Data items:
===============

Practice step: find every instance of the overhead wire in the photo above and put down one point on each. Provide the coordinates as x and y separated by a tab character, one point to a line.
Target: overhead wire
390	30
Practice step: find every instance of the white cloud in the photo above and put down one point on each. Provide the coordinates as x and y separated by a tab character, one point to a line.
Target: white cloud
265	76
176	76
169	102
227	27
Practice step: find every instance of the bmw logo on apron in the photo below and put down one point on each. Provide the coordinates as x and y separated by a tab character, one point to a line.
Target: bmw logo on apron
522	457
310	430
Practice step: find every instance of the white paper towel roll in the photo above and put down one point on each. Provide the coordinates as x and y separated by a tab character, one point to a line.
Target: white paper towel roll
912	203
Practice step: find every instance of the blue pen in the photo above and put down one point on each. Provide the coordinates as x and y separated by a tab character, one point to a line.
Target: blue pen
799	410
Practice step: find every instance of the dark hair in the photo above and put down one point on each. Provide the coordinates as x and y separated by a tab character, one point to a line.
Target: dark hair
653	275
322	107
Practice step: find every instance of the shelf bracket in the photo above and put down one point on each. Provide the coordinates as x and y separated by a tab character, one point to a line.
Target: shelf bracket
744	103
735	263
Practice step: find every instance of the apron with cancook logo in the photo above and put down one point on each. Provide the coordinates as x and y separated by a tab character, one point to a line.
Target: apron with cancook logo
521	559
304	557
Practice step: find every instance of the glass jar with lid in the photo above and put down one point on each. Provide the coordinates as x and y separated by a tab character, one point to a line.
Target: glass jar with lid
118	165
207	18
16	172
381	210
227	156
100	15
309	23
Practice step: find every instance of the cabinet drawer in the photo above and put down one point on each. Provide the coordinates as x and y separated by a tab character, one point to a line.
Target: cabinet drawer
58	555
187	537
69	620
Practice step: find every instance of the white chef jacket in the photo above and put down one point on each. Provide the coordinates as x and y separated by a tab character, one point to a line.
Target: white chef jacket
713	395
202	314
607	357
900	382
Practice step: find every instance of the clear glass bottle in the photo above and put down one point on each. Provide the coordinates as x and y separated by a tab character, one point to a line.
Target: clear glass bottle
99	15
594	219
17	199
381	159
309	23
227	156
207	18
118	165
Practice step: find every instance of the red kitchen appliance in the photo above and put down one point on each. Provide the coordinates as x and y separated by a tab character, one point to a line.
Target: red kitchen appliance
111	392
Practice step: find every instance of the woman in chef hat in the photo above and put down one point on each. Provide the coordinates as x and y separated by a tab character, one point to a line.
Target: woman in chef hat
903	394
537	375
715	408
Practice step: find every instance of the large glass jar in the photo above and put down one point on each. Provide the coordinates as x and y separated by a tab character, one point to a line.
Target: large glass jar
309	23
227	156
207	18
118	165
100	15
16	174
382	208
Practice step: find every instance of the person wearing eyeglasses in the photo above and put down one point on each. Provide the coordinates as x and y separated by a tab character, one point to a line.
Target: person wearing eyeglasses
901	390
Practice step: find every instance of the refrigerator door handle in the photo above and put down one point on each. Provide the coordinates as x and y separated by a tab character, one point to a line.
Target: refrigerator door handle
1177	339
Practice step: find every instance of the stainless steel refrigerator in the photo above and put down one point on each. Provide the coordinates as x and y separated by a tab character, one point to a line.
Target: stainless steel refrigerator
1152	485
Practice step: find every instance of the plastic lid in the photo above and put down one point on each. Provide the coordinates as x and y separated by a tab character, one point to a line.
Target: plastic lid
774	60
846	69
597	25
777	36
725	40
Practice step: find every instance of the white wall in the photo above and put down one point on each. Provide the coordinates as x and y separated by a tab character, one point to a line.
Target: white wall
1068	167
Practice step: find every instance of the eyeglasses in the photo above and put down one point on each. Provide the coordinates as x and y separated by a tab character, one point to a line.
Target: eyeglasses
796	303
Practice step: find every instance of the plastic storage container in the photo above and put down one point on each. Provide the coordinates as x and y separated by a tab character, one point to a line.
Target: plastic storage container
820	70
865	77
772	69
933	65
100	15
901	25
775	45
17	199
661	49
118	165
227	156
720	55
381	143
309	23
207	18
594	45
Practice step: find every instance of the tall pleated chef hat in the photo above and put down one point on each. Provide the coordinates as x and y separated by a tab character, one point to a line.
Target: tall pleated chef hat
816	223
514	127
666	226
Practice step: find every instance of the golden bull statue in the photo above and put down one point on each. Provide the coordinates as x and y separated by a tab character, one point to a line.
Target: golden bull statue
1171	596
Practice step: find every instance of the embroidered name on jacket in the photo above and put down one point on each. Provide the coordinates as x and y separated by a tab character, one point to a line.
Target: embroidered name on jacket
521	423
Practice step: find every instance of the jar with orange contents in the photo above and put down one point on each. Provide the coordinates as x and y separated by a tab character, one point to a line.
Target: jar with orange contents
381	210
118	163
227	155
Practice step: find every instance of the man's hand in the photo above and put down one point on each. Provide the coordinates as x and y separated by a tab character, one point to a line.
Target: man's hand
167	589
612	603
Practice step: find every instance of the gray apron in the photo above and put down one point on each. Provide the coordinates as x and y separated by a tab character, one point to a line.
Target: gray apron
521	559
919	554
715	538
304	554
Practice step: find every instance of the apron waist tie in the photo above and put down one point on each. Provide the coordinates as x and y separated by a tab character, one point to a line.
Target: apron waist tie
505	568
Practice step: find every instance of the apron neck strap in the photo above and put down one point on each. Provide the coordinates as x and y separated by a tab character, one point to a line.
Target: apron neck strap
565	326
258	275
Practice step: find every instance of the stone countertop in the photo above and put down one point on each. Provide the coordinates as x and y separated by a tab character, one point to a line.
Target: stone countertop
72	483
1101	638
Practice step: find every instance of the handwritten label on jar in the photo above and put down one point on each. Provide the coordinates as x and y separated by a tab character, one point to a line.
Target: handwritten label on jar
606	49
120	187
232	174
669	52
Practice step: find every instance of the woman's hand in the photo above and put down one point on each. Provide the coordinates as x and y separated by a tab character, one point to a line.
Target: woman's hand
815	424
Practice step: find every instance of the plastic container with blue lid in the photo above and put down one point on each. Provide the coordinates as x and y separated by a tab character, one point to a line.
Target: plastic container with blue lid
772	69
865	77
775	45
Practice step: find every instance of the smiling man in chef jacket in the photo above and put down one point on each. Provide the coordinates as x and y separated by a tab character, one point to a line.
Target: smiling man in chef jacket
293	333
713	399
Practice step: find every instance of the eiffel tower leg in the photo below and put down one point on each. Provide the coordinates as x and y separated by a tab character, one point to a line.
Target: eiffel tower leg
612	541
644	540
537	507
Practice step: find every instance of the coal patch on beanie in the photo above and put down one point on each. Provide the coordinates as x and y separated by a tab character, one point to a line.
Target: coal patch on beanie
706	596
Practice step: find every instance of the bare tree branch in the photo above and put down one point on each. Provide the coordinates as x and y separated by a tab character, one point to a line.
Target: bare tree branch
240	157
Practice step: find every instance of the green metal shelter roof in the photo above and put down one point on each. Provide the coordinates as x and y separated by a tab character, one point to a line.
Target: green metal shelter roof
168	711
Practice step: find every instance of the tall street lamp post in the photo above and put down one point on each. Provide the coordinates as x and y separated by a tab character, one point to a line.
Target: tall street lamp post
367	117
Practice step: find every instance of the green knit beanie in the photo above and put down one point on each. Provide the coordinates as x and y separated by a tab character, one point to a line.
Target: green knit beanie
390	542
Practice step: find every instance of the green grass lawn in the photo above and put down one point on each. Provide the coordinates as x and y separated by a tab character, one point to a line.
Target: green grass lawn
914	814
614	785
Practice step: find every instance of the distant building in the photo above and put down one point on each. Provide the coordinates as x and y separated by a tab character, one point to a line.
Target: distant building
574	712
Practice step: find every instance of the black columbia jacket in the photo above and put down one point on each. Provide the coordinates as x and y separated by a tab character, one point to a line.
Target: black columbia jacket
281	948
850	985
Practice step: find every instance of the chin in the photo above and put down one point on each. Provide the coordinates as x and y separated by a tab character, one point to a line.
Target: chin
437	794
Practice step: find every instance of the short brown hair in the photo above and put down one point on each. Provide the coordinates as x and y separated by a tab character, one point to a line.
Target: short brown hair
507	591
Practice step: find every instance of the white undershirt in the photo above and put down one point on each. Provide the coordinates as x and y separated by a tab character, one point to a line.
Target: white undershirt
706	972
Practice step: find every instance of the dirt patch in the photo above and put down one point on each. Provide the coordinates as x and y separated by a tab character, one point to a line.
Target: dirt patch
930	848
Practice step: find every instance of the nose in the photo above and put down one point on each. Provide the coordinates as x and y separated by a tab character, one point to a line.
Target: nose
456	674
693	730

===============

*TASK STATEMENT:* From the entries above, print the lines beginning at the one with "Target: coal patch on beanie" and stopping after the one with "Practice step: find every instance of the tall street", exactly as written and with nothing else.

*SOLUTION TO THE EXERCISE:*
Target: coal patch on beanie
706	596
Practice step: find every instance of the bare tree branch in the photo above and put down one point on each. Provide the coordinates as x and y separated by a tab character, one point to a line.
Target: bare tree branch
240	157
Practice step: find every instance of the green metal shelter roof in the photo above and put down one point on each. Provide the coordinates as x and y separated by a tab character, one point to a line.
Target: green metal shelter roof
168	711
Practice step: find every instance of the tall street lamp post in the photo above and put down one point on each. Provide the coordinates as x and y separated by a tab character, one point to a line.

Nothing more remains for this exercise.